— Stored data entries —
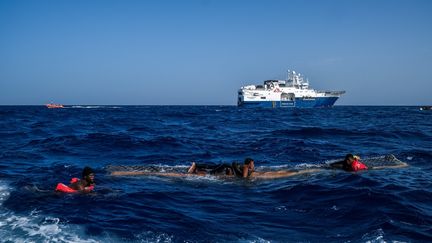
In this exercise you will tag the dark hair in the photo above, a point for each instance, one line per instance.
(87, 171)
(248, 161)
(349, 156)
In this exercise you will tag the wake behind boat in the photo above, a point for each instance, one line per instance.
(293, 92)
(54, 106)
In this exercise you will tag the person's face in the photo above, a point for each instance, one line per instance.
(90, 178)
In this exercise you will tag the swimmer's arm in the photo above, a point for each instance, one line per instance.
(281, 174)
(403, 164)
(145, 173)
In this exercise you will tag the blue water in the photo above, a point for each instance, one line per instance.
(40, 147)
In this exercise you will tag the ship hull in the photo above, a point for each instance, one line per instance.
(297, 103)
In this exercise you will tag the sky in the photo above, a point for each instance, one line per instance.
(201, 52)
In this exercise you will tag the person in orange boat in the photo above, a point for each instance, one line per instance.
(350, 163)
(86, 184)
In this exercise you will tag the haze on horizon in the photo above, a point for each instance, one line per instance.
(200, 52)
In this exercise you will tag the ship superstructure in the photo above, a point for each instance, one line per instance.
(292, 92)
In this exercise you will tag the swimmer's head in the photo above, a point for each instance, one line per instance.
(349, 158)
(250, 163)
(88, 174)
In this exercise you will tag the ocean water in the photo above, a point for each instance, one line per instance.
(40, 147)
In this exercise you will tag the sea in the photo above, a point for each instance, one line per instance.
(41, 147)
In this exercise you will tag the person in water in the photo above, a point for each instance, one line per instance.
(234, 169)
(87, 183)
(247, 170)
(350, 163)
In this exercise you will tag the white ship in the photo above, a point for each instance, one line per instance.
(293, 92)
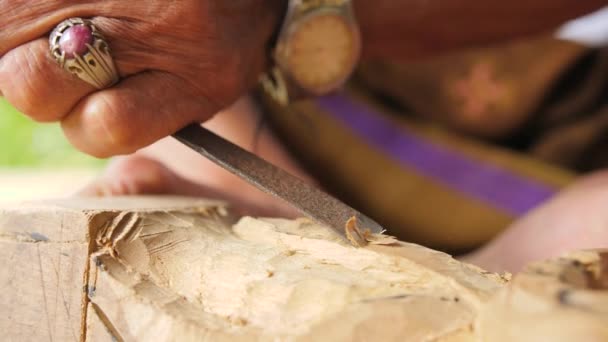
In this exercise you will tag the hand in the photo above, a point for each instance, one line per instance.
(179, 62)
(574, 220)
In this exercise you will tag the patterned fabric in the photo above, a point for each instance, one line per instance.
(448, 152)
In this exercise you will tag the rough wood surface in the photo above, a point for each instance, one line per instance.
(168, 269)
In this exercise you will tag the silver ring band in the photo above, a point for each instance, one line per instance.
(80, 48)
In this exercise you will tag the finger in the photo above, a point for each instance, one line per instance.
(139, 175)
(36, 85)
(135, 113)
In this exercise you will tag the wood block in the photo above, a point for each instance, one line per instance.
(169, 269)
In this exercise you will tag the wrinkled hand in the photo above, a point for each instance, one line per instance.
(179, 62)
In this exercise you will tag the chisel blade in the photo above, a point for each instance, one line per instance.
(309, 200)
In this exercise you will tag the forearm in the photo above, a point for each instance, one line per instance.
(404, 29)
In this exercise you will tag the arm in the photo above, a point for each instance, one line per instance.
(415, 28)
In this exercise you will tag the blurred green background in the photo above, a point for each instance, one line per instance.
(26, 144)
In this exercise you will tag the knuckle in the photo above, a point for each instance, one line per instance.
(102, 130)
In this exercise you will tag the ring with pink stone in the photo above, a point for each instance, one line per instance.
(80, 48)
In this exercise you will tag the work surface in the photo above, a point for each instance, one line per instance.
(169, 269)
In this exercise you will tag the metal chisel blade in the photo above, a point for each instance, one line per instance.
(310, 201)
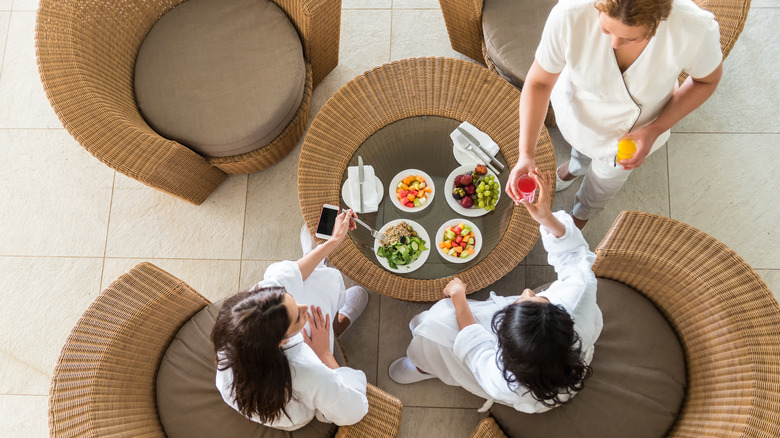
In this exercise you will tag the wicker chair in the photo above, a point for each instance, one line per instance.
(463, 19)
(104, 381)
(86, 55)
(727, 319)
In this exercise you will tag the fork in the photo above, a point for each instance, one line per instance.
(374, 233)
(466, 144)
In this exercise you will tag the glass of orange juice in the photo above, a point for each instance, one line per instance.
(626, 150)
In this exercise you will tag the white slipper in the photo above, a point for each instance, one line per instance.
(307, 243)
(354, 304)
(560, 184)
(403, 371)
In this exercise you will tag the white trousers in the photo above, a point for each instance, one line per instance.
(602, 181)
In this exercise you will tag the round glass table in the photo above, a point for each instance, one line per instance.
(399, 116)
(423, 143)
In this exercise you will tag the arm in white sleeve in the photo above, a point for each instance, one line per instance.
(478, 350)
(340, 395)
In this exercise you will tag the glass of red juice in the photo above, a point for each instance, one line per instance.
(527, 187)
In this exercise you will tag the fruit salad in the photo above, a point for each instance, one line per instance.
(413, 191)
(458, 241)
(476, 189)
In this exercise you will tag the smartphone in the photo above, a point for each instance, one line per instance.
(327, 221)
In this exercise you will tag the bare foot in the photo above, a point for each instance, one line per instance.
(564, 174)
(580, 223)
(340, 323)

— PROBLEM TO WORK ON —
Word-for-word copy, no pictures: write out the entries above in full.

— ANSWER TO THE EXERCISE —
In this exercise you will tag the dark hair in the photo above, a point for each instance, one line per instance.
(87, 171)
(248, 161)
(349, 156)
In this exercise you will tag the wake behind boat in the photo above, a point for each instance, one line per instance.
(293, 92)
(54, 106)
In this exercise you will tag the person's face in the photo above, a point for each instance, one line per instance.
(90, 178)
In this exercise you will tag the swimmer's arm in the photo above, a point for each instance, one line per instance.
(281, 174)
(403, 164)
(145, 173)
In this exercise you will tag the blue water in the photo above, a point for each instance, one line per instance.
(40, 147)
In this exercise you will tag the ship hull in the photo above, a point for each instance, one line per instance.
(297, 103)
In this exercise you will tag the sky in the photo above, a point for each instance, one line per instance.
(201, 52)
In this exercise you will tag the person in orange boat in the photo above, a point for each instance, one line per instance.
(350, 163)
(86, 184)
In this exercise you will tag the haze on horizon in the photo above, a point for each instance, one line per instance.
(200, 52)
In this exercise you will tag the ship superstructure in the photo above, a point for each instance, one line per instance.
(292, 92)
In this exercise you will tag the swimmer's head in the photo above, a point for each instance, one line per instance.
(349, 158)
(250, 163)
(88, 174)
In this exercise you will tag the ocean water in the photo above, a point for each instance, one line per instance.
(40, 147)
In this exercise you will tag the sea in the photo above, a point for each instance, one line per instance.
(41, 147)
In this exercise you will tag the person in water in the photo above, a point for each instance, one line per instance.
(234, 169)
(87, 183)
(247, 170)
(350, 163)
In this exercise you will tag the white ship in the photo above, a point for each instance, one line per instance.
(293, 92)
In this exercise you will tag the hand in the photo above, a point for each instance, one line per instance.
(179, 62)
(574, 220)
In this exercise you will tag the patterned fabric in the photo above, a point for each instance, one line per instance.
(448, 152)
In this exercise you will tag the rough wood surface in the photo above, a point for each instance, one line per instance.
(168, 269)
In this exercise you will tag the silver ring band in the photo above, a point for each instance, one line per instance.
(80, 48)
In this exercise you will tag the finger in the photo above, a point for each instance, one line per instance.
(139, 175)
(36, 85)
(135, 113)
In this exercise you will tag the wood block in the photo above, a point for each instance, one line per instance.
(169, 269)
In this exercise you will tag the wrinkled hand in the photo above, a point for each instance, one line per instance.
(179, 62)
In this exercise you will tag the chisel blade in the photo above, a point for each instance, one line per instance.
(309, 200)
In this exercise you will tag the forearm in the photo above, a point for each instance, one line per instance.
(404, 29)
In this exercise you will tag the arm in the photo above, a point for each instance, one line per instance.
(415, 28)
In this exercise you will tag the blurred green background in the photo above, a point for each instance, one line per instance.
(26, 144)
In this exercise you will tag the knuckle in the photo above, a point for each instance, one line per instance.
(102, 130)
In this exercise you will tag the ring with pink stone in the photo above, a point for each instance, one line per instance.
(80, 48)
In this exercise you will tag the work surface in the photo above, a point for each instance, one line per instance.
(169, 269)
In this exercise you will tag the metal chisel blade in the photo above, a point for each instance, one line per instance.
(310, 201)
In this exercise you will tag the wicker chair in the photo above, a point for each instance, one line per instance.
(463, 19)
(104, 381)
(86, 55)
(727, 319)
In this exercise you will tag the fork in the photo above, a point for each instance, one line per instance.
(374, 233)
(466, 144)
In this exercise you will tag the glass of orange juice in the photo above, a point for each instance, one line per instance.
(626, 150)
In this exercise you will tag the white slipper in the photo above, a point for each instance, one line per instance.
(307, 243)
(354, 304)
(560, 184)
(403, 371)
In this exercise you will tag the white trousers in the photo above, a point for each instance, one line per instance.
(602, 181)
In this exercise you will tag the round glass table in the photo above, a point for each instance, one line per instance.
(399, 116)
(423, 143)
In this exercise you will tag the arm in white sleeve in the photo above, a point for each instance, one line per instance.
(478, 350)
(340, 395)
In this exercise you will tag the glass of red juice in the photo above, a point for each instance, one line per instance.
(527, 187)
In this exercise you will tag the fruit salad in the photo above, a point for each instance, one line per instance.
(413, 191)
(458, 241)
(476, 189)
In this exercise you will tag the smartphone in the photo above, a point for each instance, one line per instance.
(327, 221)
In this exercise you will tag the bare foot in the photo above, a point for each instance, one line per instance.
(564, 174)
(580, 223)
(340, 323)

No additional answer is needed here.